Please return every line of the material below that contains the word "locate", treating uppercase and lowercase as different.
"""
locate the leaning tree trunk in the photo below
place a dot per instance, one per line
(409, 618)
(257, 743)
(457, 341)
"""
"""
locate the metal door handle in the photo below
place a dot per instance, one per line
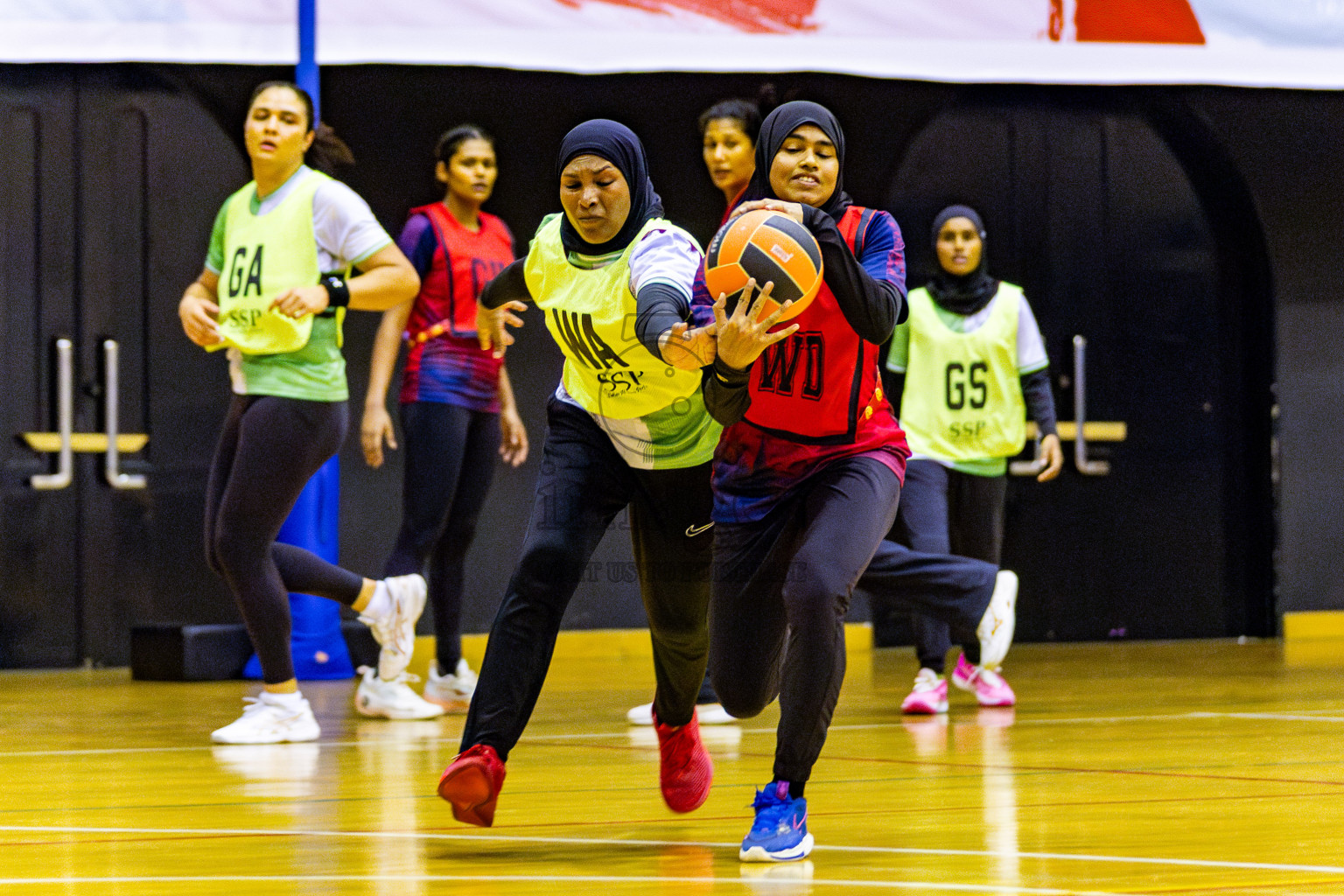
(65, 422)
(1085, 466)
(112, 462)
"""
**Final result**
locate the leaning tree trunk in the photo below
locate the metal door handle in the photo below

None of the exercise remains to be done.